We first wrote about this topic back in March and yet we still find many agents and buyers and sellers have no idea what’s about to happen starting August 1. Large companies like RE/MAX are lobbying Congress to delay implementation because so few are prepared and the impact will be great.
I’m attending a major seminar next week about the upcoming changes and their effects on real estate closings. Let us tell you what we know right now.
8 Things Buyers and Sellers Need to Know Before August
1. Currently borrowers receive two separate forms at loan application; the Good Faith Estimate and the initial disclosure. This is being replaced by a Combined Loan Estimate.
2. At the end of the transaction the HUD-1 settlement statement and the final TILA (Truth in Lending Disclosure) are being combined into a new 5 page single Closing Disclosure Form.
3. Closing times will be impacted by the new requirements. The CFPB (Consumer Financial Protection Bureau) mandates borrowers have at least 3 days to review the new Closing Disclosure. Review starts upon receipt of the form by the borrower. This means 6 business days unless you can confirm receipt by hand delivery.
4. Walk-Thrus will need to be moved up. Often times at walk-thru the buyer notices a repair item or something missing that was in the contract. The seller needs to keep a property in same repair up until closing. If the walk-thru is done the day of closing there isn’t time to change the closing statement. A title company cannot give a credit to the buyer on the closing statement without re-starting the time issue. It’s unclear if an item can be escrowed, but I have heard a repair can be escrowed as long as no money goes to the buyer.

____

* Written instruction 1
Count the lines in the records below that contain the string "wing", and give only that number.

* Information shown
____

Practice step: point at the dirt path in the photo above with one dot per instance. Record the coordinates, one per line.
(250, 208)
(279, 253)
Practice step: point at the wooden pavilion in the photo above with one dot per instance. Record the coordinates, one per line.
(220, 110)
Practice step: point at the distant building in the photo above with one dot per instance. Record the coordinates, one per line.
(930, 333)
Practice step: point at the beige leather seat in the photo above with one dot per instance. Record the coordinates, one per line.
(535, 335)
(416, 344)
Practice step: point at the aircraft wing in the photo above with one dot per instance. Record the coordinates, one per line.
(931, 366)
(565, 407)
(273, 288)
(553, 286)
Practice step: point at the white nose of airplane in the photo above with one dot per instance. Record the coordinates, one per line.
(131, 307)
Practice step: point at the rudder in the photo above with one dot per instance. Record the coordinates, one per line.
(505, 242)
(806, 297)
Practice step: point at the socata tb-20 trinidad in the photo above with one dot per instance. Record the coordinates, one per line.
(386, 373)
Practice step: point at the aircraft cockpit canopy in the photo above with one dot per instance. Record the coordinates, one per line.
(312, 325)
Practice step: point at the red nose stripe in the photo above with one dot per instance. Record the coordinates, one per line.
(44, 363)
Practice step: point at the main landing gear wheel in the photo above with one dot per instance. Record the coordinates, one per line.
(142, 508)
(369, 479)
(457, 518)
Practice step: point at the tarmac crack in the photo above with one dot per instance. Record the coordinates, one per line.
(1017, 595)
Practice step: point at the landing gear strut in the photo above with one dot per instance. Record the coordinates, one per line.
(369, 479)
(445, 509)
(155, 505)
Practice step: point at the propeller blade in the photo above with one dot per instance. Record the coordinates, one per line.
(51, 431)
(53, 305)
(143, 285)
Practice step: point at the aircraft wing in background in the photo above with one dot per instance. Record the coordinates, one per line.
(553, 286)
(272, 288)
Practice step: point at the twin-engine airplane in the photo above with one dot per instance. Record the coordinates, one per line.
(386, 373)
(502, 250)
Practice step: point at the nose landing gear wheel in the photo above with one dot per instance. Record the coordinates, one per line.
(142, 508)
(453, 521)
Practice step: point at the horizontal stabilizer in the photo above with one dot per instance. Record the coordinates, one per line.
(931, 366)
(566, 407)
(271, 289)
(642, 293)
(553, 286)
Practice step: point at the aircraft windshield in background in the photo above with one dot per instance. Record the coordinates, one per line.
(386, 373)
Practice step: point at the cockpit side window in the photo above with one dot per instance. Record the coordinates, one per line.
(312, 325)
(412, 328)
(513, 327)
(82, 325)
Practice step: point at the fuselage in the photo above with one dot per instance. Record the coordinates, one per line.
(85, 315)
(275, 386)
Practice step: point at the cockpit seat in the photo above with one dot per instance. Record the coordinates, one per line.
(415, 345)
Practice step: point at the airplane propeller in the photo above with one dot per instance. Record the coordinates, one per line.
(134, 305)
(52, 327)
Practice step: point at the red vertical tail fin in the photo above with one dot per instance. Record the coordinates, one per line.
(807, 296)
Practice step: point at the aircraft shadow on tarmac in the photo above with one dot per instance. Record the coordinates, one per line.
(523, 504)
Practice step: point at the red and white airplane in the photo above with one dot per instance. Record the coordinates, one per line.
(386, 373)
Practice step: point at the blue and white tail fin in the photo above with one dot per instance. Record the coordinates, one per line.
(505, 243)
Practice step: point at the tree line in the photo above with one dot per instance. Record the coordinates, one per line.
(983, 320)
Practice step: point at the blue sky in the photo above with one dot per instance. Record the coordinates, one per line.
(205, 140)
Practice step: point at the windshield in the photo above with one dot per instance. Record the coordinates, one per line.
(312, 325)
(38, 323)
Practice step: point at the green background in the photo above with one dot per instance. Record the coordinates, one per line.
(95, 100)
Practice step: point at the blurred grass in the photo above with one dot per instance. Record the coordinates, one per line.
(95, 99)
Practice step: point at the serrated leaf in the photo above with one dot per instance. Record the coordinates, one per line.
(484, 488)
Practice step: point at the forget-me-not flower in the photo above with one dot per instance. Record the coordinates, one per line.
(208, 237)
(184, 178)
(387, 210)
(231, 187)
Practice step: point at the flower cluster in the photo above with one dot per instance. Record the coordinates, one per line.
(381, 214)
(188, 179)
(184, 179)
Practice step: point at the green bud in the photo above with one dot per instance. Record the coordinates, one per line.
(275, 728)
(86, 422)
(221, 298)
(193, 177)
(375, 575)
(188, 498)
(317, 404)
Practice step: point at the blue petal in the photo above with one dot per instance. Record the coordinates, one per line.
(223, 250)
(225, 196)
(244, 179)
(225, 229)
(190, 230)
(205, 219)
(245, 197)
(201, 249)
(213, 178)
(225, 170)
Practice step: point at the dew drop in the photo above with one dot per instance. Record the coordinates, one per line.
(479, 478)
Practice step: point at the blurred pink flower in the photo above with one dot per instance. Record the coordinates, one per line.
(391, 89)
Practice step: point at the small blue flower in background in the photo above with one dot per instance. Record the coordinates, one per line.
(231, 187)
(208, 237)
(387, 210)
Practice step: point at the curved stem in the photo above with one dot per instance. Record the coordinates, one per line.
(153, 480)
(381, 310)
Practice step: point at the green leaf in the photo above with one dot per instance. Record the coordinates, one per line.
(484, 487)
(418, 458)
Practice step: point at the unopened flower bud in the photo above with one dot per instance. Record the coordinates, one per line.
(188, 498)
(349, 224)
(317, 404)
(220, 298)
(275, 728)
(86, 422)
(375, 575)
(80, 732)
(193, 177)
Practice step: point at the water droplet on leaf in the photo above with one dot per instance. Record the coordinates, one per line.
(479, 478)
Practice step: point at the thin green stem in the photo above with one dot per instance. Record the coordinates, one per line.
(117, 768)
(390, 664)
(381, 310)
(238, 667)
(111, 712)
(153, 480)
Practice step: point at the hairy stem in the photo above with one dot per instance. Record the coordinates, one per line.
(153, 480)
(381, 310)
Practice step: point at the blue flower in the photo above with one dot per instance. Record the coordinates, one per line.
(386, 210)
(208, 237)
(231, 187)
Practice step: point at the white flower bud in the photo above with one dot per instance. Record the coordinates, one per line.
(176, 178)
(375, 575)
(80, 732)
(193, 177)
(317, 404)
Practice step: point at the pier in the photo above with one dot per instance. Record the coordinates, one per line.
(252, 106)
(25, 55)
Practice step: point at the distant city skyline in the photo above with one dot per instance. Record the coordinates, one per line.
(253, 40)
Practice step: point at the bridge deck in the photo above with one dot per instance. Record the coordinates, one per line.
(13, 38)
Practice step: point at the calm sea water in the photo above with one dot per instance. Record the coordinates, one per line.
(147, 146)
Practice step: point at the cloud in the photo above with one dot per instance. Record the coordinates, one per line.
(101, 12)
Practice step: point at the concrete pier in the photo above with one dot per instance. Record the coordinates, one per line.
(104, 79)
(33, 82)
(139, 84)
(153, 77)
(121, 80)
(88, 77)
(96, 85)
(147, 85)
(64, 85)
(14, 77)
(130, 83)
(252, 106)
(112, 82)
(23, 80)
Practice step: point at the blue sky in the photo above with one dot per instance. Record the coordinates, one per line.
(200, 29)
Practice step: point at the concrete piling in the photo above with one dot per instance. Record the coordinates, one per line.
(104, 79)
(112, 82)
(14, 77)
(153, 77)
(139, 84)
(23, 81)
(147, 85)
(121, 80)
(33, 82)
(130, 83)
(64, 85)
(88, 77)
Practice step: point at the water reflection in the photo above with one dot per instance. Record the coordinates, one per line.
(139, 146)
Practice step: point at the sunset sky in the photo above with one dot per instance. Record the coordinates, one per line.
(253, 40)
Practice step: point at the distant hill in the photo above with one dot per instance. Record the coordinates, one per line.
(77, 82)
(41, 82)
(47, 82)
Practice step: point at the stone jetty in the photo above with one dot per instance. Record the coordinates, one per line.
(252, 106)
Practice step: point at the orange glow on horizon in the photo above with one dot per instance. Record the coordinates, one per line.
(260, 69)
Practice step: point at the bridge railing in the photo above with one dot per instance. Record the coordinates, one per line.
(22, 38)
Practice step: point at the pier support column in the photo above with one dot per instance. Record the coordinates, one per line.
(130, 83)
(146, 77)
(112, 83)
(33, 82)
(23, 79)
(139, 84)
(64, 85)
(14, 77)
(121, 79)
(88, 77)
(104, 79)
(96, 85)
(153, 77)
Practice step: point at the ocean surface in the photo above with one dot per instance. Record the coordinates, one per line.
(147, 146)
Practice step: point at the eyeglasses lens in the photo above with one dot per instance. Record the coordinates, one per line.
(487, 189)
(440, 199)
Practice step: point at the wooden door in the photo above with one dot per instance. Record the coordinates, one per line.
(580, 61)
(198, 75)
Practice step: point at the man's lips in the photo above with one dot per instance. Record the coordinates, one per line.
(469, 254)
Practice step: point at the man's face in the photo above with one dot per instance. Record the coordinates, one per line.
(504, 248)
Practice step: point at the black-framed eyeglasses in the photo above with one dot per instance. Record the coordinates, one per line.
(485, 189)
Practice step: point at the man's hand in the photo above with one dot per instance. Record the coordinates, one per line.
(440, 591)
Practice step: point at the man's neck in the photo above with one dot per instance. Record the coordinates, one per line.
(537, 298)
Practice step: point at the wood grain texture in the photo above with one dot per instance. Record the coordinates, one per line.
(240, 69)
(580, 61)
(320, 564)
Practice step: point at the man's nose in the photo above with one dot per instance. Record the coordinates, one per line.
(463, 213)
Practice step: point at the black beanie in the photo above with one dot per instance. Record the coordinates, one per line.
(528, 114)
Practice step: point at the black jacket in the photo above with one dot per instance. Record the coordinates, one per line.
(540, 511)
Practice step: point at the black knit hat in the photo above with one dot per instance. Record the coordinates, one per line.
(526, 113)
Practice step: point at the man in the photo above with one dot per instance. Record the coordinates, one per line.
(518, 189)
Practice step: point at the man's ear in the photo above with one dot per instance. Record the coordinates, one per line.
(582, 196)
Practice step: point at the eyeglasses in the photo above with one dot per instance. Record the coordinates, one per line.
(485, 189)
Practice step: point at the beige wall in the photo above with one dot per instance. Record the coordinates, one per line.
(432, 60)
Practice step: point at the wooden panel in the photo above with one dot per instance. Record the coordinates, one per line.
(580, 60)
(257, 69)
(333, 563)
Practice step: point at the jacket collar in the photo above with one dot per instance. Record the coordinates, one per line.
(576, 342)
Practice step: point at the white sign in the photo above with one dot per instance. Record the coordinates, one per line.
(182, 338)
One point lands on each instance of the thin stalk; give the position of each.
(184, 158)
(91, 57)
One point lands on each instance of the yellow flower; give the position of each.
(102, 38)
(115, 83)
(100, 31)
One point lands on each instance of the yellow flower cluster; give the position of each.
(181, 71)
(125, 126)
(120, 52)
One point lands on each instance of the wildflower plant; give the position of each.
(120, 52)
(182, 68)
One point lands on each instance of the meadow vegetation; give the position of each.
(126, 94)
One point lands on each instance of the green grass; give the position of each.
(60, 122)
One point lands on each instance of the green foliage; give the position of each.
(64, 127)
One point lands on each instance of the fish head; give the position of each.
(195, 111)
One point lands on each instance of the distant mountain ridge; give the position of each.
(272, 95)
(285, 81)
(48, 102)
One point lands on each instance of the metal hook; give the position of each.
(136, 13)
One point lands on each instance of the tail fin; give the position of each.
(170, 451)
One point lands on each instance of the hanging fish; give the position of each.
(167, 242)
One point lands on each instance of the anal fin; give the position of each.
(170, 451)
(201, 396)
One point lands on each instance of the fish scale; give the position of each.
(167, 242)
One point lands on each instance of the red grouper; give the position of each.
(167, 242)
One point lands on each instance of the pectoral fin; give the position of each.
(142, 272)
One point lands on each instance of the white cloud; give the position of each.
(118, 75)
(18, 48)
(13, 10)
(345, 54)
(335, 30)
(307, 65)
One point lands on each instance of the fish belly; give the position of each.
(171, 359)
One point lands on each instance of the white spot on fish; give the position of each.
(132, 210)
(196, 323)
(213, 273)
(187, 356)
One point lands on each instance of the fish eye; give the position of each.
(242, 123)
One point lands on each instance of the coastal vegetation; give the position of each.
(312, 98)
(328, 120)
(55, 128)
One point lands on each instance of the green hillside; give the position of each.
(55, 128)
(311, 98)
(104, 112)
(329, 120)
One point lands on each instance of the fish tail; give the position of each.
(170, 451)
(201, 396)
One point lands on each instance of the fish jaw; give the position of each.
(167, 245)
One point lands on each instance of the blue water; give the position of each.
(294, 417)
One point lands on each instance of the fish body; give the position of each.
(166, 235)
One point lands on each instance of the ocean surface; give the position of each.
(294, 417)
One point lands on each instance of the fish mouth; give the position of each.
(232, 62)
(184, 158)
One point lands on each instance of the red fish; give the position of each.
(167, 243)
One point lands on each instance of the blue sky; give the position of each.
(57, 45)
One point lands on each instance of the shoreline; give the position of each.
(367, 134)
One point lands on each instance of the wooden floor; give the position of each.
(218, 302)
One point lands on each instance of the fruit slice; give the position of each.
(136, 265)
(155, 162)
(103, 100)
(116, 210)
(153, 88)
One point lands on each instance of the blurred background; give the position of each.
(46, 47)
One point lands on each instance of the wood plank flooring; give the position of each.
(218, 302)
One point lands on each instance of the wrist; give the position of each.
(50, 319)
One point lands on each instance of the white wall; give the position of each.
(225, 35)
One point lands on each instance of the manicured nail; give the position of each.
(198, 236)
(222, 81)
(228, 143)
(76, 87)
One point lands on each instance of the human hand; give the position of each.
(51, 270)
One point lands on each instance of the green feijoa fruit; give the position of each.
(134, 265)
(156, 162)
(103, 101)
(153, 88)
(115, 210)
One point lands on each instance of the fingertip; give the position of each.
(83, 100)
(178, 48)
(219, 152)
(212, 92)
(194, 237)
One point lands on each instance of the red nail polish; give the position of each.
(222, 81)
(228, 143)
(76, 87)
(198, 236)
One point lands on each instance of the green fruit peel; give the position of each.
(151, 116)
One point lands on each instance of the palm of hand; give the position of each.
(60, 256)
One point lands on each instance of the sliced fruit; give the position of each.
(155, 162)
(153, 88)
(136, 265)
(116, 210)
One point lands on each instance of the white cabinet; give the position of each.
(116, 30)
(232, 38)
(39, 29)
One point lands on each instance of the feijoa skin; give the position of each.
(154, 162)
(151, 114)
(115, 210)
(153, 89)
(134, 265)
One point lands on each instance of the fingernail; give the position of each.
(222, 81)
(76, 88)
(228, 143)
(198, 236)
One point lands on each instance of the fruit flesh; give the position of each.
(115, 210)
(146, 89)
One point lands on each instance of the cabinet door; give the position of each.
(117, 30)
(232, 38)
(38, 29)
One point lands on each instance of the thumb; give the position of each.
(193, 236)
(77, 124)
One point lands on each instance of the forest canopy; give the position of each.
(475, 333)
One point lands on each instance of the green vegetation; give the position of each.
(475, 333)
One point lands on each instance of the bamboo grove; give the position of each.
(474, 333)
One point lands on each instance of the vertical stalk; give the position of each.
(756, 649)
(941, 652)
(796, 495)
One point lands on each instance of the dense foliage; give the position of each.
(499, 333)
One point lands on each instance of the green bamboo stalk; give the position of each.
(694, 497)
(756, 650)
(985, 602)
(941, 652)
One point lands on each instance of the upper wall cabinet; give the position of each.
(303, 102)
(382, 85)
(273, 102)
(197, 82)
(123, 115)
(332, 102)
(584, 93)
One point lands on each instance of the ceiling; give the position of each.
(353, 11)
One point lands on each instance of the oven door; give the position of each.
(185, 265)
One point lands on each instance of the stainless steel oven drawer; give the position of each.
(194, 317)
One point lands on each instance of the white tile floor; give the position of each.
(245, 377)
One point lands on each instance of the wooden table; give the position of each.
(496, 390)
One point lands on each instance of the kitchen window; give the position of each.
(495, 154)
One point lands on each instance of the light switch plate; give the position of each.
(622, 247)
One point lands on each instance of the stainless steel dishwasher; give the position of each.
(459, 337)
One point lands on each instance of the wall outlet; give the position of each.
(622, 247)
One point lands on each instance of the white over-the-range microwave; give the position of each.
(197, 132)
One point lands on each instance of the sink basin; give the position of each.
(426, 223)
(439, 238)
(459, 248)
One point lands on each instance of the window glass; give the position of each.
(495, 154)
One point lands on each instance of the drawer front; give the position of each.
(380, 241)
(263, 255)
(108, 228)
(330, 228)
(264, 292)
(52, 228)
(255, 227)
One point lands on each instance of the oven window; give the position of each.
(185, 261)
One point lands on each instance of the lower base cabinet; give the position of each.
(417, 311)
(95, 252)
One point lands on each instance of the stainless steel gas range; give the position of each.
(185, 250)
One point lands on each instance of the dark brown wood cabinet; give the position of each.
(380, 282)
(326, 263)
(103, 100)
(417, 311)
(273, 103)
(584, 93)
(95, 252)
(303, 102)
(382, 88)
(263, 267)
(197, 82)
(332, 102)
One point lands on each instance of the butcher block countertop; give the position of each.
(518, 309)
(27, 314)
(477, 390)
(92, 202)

____

* Written instruction 2
Transcribe verbatim the portion of the article on the new real estate closing rules above that begins at the words "2. At the end" and ends after the words "by hand delivery.".

* Correct response 1
2

* Correct response 2
2. At the end of the transaction the HUD-1 settlement statement and the final TILA (Truth in Lending Disclosure) are being combined into a new 5 page single Closing Disclosure Form.
3. Closing times will be impacted by the new requirements. The CFPB (Consumer Financial Protection Bureau) mandates borrowers have at least 3 days to review the new Closing Disclosure. Review starts upon receipt of the form by the borrower. This means 6 business days unless you can confirm receipt by hand delivery.